[begin Given passage]

32  SCM: Total Effects

32.1 Introduction

This tutorial shows how to estimate total, direct, and indirect effects in a nonlinear structural causal model (SCM) using frequentist methods only (i.e. non Bayesian), with mgcv::gam() as the primary modeling tool. The example is built to be scientifically defensible rather than merely predictive. Like you would do for a scientific manuscript, this tutorial:

  1. states the causal DAG explicitly
  2. uses dagitty to define the adjustment set for the total effect
  3. simulates data from a known SCM with both linear and nonlinear edges
  4. includes two crossed random effects (site and observer)
  5. estimates direct and indirect effects by g-computation, not by multiplying coefficients (next section)

Again, note that the first workflow you will be exposed to is entirely frequentist (something with which you are already familiar).

  • mgcv::gam() for structural equations,
  • AIC for pathway model (i.e. sub-model) comparison where appropriate
  • bootstrap resampling for uncertainty in g-computation (next section)

This section introduces a few key ideas using simple math. Do not worry. We will walk through the process step by step. We will cover the total effect, the direct effect (controlling for both mediators and confounders), and the indirect effect. Although causal decomposition (e.g., via g-computation) allows us to separate direct and indirect effects, we begin with the total effect and then, in the next tutorial, will cover formal causal decomposition. This is typically the first model you fit when addressing a broad causal question, before examining specific pathways or mediation.

WarningCentering and scaling of predictors is usually recommended.

In usual analyses, it is generally advisable for all predictors that appear on the right-hand side of equations to be centered and scaled before fitting the final structural equations. This is done for the following practical reasons:

  • it makes optimization and estimation more stable
  • it puts predictors on comparable numerical ranges
  • it reduces problems when some predictors are measured in very different units (this is the main reason)

[end Given passage]
[begin Excerpted data]

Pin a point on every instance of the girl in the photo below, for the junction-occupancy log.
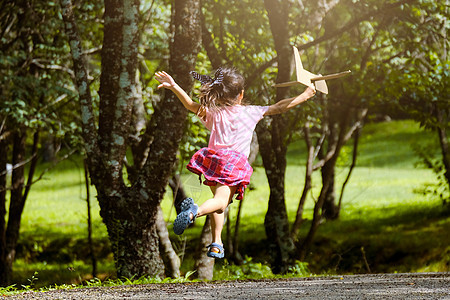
(224, 162)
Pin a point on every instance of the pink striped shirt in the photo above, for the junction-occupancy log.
(232, 126)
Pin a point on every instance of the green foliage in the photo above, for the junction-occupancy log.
(428, 158)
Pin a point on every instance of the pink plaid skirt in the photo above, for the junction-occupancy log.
(223, 166)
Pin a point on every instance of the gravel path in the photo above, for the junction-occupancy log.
(379, 286)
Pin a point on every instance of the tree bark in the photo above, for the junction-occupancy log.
(308, 183)
(4, 277)
(16, 200)
(273, 146)
(442, 134)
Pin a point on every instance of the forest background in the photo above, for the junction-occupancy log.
(77, 83)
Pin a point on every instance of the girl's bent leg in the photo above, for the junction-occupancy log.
(222, 198)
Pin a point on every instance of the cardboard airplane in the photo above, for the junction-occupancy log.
(305, 77)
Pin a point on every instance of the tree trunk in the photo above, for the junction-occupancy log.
(273, 146)
(130, 212)
(16, 201)
(4, 277)
(442, 134)
(307, 186)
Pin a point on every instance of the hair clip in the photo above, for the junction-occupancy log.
(205, 79)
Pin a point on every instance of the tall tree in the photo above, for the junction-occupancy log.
(129, 209)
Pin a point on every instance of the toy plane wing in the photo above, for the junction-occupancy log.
(305, 77)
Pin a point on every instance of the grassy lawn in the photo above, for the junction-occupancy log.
(384, 225)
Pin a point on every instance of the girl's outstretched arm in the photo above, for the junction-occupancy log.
(286, 104)
(167, 82)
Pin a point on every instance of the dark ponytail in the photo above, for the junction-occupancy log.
(223, 90)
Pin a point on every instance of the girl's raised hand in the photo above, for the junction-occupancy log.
(165, 79)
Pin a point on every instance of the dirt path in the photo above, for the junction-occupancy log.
(381, 286)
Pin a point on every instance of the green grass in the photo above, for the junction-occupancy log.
(399, 230)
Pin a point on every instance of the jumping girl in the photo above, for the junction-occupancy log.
(223, 163)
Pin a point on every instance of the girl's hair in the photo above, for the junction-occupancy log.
(224, 92)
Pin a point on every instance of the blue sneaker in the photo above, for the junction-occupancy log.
(214, 254)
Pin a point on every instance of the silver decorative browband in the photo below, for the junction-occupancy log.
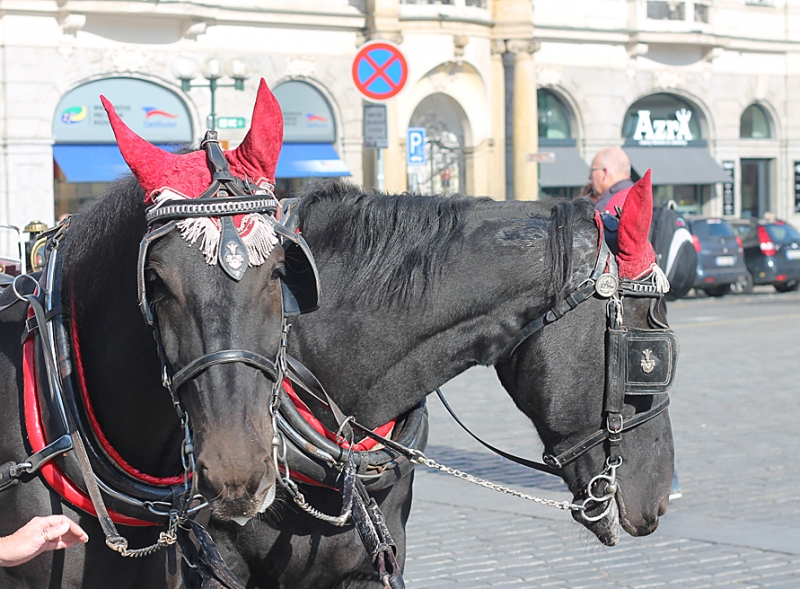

[end Excerpted data]

The request = Repeat word for word the part of the total-effects tutorial that opens with the words containing "32.1 Introduction" and closes with "(site and observer)". Work from the total-effects tutorial alone, without drawing on the lines.

Finished answer =
32.1 Introduction

This tutorial shows how to estimate total, direct, and indirect effects in a nonlinear structural causal model (SCM) using frequentist methods only (i.e. non Bayesian), with mgcv::gam() as the primary modeling tool. The example is built to be scientifically defensible rather than merely predictive. Like you would do for a scientific manuscript, this tutorial:

  1. states the causal DAG explicitly
  2. uses dagitty to define the adjustment set for the total effect
  3. simulates data from a known SCM with both linear and nonlinear edges
  4. includes two crossed random effects (site and observer)